Tasks for this exercise:
(A) According to the assignment text, why are observations with missing share prices removed rather than imputed?
(B) Reproduce the passage of the assignment text starting with "2. Data type" and going on through "between year 2018 and 2019.".

Source document:
MATH2349 Semester 2, 2019

Required packages

library("gdata")
library("dplyr")
library("stringr")
library("lubridate")
library("tidyr")
library("outliers")
library("forecast")
library("infotheo")

Executive Summary

This assignment uses three datasets from Australian Securities Exchange (ASX). The first dataset has the ASX companies, their ASX Code and the industries they belong to, and the second and third datasets have the share price of these ASX companies at the last trading day of financial year 2018 and 2019.

In order to analyse the share price changes between 2018 and 2019, this assignment has taken the below steps:
1. Join the three datasets together which includes activities like changing variable names and trimming the spaces of the key values, so that the datasets can be joined properly.
2. Data type conversion. As all the datasets are scraped from web directly, the data types are mostly chat or factor. This step does the necessary conversion (e.g.: convert Share Price variable from to numeric, Business Date variable to date type) and order the Industry Group factor variable.
3. Tidy & Manipulate Data. Remove duplicate variables due to the join from the merged dataset, filter the dataset to focus on “Ordinary” security (stock shares) and mutate/calculate the delta price of the share between year 2018 and 2019.
4. Scan and handle missing value and inconsistency. As each ASX company and their share price can be very different, this assignment has to remove observations with missing share price value rather than imputing the price from other companies. Also, observations with inconsistent business date also need to be excluded, otherwise the delta price won’t reflect the price changes between the two years.

Record set:
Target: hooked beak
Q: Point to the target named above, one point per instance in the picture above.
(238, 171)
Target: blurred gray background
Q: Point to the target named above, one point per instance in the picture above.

Final results:
(A) Because each ASX company and its share price can be very different, so the price can't be imputed from other companies.

(B)
2. Data type conversion. As all the datasets are scraped from web directly, the data types are mostly chat or factor. This step does the necessary conversion (e.g.: convert Share Price variable from to numeric, Business Date variable to date type) and order the Industry Group factor variable.
3. Tidy & Manipulate Data. Remove duplicate variables due to the join from the merged dataset, filter the dataset to focus on “Ordinary” security (stock shares) and mutate/calculate the delta price of the share between year 2018 and 2019.